— Text under study —
▼
Last week women incarcerated at OCDC made statements in solidarity with the hunger strikers in the maximum security ward. This week, it’s time to hear from women at OCDC and listen to their demands! Tune in at 10AM, tomorrow, June 10th for updates from the inside!
Among the issues that will be raised during today’s event is that despite being obligated by law to accommodate the creed-related needs of prisoners, OCDC’s administration refuses to allow incarcerated Indigenous women access to cultural and spiritual activities. Brittany, a women confined at the Ottawa jail, explains: “We’d like to see smudging ceremonies brought back because we have a right to our religious beliefs and practices, and the ministry isn’t following through with that at all”.
▲
— Raw data —
▼
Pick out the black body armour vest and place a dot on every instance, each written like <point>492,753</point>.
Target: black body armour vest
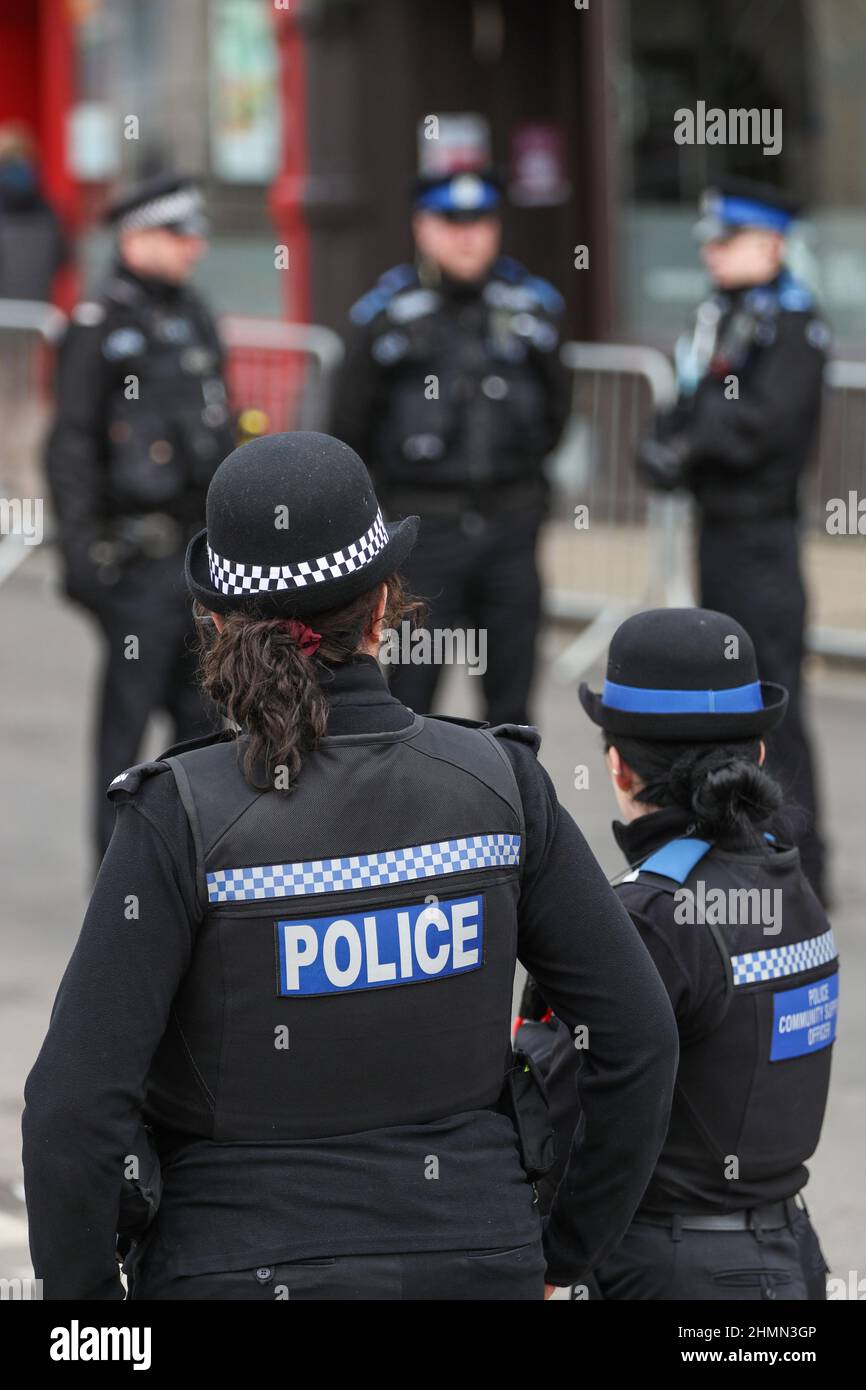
<point>752,1082</point>
<point>356,958</point>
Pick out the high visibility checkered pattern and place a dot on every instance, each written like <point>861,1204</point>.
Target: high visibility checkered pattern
<point>263,578</point>
<point>377,870</point>
<point>779,961</point>
<point>163,210</point>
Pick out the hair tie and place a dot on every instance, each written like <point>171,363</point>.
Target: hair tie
<point>306,638</point>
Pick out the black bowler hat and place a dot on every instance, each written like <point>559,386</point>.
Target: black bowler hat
<point>460,196</point>
<point>670,676</point>
<point>170,200</point>
<point>293,528</point>
<point>736,205</point>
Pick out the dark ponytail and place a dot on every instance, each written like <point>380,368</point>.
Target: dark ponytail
<point>729,795</point>
<point>257,674</point>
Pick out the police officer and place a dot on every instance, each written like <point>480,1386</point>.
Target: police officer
<point>745,952</point>
<point>452,388</point>
<point>142,421</point>
<point>312,1011</point>
<point>740,438</point>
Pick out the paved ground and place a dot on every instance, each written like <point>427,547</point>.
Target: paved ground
<point>49,670</point>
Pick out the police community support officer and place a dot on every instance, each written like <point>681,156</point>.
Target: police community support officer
<point>142,421</point>
<point>452,388</point>
<point>745,952</point>
<point>740,437</point>
<point>323,1040</point>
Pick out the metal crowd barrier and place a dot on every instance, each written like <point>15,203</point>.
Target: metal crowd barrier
<point>628,549</point>
<point>637,548</point>
<point>282,370</point>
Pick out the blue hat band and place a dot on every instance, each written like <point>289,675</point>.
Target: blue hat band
<point>744,211</point>
<point>740,699</point>
<point>441,199</point>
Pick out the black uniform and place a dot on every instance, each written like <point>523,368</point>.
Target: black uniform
<point>323,1130</point>
<point>455,394</point>
<point>744,459</point>
<point>142,421</point>
<point>756,1007</point>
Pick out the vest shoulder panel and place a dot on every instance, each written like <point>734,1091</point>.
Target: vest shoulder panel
<point>355,962</point>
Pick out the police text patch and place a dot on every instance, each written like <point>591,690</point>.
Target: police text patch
<point>804,1019</point>
<point>374,950</point>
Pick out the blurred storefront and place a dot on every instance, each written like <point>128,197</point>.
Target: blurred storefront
<point>300,116</point>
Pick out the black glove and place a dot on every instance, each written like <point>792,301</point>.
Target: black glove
<point>662,466</point>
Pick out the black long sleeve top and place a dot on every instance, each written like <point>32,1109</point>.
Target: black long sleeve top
<point>86,1089</point>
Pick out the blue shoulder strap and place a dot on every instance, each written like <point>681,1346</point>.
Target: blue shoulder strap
<point>676,859</point>
<point>378,298</point>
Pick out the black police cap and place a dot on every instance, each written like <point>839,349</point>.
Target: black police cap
<point>170,200</point>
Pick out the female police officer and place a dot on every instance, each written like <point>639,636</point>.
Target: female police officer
<point>296,966</point>
<point>745,952</point>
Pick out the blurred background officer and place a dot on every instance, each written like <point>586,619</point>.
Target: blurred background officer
<point>142,421</point>
<point>321,1045</point>
<point>453,391</point>
<point>32,245</point>
<point>740,438</point>
<point>745,952</point>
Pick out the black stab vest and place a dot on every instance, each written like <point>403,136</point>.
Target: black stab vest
<point>355,963</point>
<point>752,1084</point>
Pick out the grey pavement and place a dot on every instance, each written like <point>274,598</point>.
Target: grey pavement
<point>49,672</point>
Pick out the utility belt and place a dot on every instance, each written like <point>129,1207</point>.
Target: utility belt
<point>768,1216</point>
<point>489,501</point>
<point>153,534</point>
<point>524,1100</point>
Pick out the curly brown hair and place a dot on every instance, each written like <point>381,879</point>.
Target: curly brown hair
<point>256,672</point>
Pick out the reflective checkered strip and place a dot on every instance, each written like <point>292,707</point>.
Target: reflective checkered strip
<point>377,870</point>
<point>780,961</point>
<point>262,578</point>
<point>161,211</point>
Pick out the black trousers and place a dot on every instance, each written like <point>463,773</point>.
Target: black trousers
<point>149,665</point>
<point>751,570</point>
<point>670,1262</point>
<point>481,574</point>
<point>463,1275</point>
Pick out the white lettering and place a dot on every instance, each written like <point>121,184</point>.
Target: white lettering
<point>346,931</point>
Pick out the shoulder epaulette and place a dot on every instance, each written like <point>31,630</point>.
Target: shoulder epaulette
<point>676,859</point>
<point>520,733</point>
<point>377,299</point>
<point>132,779</point>
<point>795,296</point>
▲
Which words or phrases in the announcement about the women at OCDC give a time or a date? List every one of them.

— Reply —
- Last week
- This week
- 10AM
- tomorrow
- June 10th
- today's